§ Given task
Can you reproduce the whole listing below, line for line and with nothing altered?

begin Records supplied

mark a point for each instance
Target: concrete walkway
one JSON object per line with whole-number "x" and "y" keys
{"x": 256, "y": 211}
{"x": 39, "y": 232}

end Records supplied

§ Completed task
mark a point for each instance
Target: concrete walkway
one JSON object per line with whole-number "x" and "y" keys
{"x": 256, "y": 211}
{"x": 39, "y": 232}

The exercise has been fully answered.